**REQUIRED ACTION**
Return the whole of the data exactly.

**Natural-language object grounding data**
**********

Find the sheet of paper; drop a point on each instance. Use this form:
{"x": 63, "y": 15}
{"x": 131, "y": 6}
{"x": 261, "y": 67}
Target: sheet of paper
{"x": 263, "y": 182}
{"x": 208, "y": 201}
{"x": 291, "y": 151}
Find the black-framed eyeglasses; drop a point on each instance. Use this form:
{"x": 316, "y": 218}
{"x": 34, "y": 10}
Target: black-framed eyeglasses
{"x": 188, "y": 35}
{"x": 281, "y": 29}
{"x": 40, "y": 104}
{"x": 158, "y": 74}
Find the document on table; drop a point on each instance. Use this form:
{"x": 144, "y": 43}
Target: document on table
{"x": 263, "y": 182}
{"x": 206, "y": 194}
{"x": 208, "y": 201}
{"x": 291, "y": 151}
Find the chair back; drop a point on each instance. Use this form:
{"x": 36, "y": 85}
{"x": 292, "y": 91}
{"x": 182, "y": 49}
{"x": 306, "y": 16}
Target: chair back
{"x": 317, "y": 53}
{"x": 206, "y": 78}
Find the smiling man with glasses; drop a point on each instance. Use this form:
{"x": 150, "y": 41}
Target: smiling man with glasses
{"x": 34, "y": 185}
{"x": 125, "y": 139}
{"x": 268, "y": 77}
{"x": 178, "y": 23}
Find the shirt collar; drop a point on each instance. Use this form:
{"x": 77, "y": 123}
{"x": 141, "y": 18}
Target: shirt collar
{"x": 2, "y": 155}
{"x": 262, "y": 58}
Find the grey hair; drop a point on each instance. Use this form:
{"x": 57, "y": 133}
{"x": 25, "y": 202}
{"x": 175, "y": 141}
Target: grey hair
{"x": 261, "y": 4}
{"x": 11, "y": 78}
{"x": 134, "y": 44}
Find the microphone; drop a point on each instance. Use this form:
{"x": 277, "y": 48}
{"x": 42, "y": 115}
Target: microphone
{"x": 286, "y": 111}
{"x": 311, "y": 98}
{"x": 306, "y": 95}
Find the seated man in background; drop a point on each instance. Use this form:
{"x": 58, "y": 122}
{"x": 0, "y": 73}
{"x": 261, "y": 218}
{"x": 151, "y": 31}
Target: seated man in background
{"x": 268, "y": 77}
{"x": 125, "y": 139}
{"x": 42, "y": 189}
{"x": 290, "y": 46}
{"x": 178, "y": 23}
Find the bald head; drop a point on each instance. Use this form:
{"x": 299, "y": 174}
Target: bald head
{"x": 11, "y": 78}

**********

**ANSWER TO THE PROBLEM**
Find the sheet of paper; drop a point on each instance. Use this form:
{"x": 63, "y": 15}
{"x": 131, "y": 6}
{"x": 261, "y": 67}
Target: sheet of paper
{"x": 263, "y": 182}
{"x": 208, "y": 201}
{"x": 291, "y": 151}
Find the black-framed eyeglasses; drop a point on each instance. Use this form:
{"x": 316, "y": 218}
{"x": 34, "y": 10}
Target: black-framed eyeglasses
{"x": 188, "y": 35}
{"x": 281, "y": 29}
{"x": 40, "y": 104}
{"x": 158, "y": 74}
Find the document on table; drop a point on each instance. Use this form:
{"x": 144, "y": 43}
Target: document on table
{"x": 263, "y": 182}
{"x": 206, "y": 194}
{"x": 208, "y": 201}
{"x": 291, "y": 151}
Find the chair back; drop a point on each instance. Use this form:
{"x": 36, "y": 85}
{"x": 292, "y": 91}
{"x": 182, "y": 49}
{"x": 306, "y": 16}
Target: chair back
{"x": 317, "y": 53}
{"x": 206, "y": 78}
Find the smiling man with glasses; drop a point on each instance. Use this form:
{"x": 150, "y": 41}
Target: smiling man with glasses
{"x": 34, "y": 185}
{"x": 125, "y": 139}
{"x": 268, "y": 77}
{"x": 178, "y": 23}
Find the shirt collar; drop a point on each instance. Use this form:
{"x": 77, "y": 123}
{"x": 141, "y": 18}
Target: shirt collar
{"x": 2, "y": 155}
{"x": 262, "y": 58}
Find the grey hair; drop a point on each instance. Use this form:
{"x": 57, "y": 133}
{"x": 25, "y": 202}
{"x": 175, "y": 141}
Target: grey hair
{"x": 261, "y": 4}
{"x": 11, "y": 78}
{"x": 134, "y": 44}
Find the microphone; drop a point on each instance. Use this form:
{"x": 277, "y": 48}
{"x": 42, "y": 115}
Target: microphone
{"x": 286, "y": 111}
{"x": 311, "y": 98}
{"x": 306, "y": 95}
Find the seated man in background; drop a point on each instance. Use this form:
{"x": 58, "y": 122}
{"x": 0, "y": 73}
{"x": 261, "y": 218}
{"x": 151, "y": 31}
Target: seated man in background
{"x": 268, "y": 77}
{"x": 125, "y": 139}
{"x": 42, "y": 189}
{"x": 290, "y": 46}
{"x": 178, "y": 23}
Find the bald head; drop a point on each instance. Use this form:
{"x": 299, "y": 174}
Target: bald head
{"x": 11, "y": 78}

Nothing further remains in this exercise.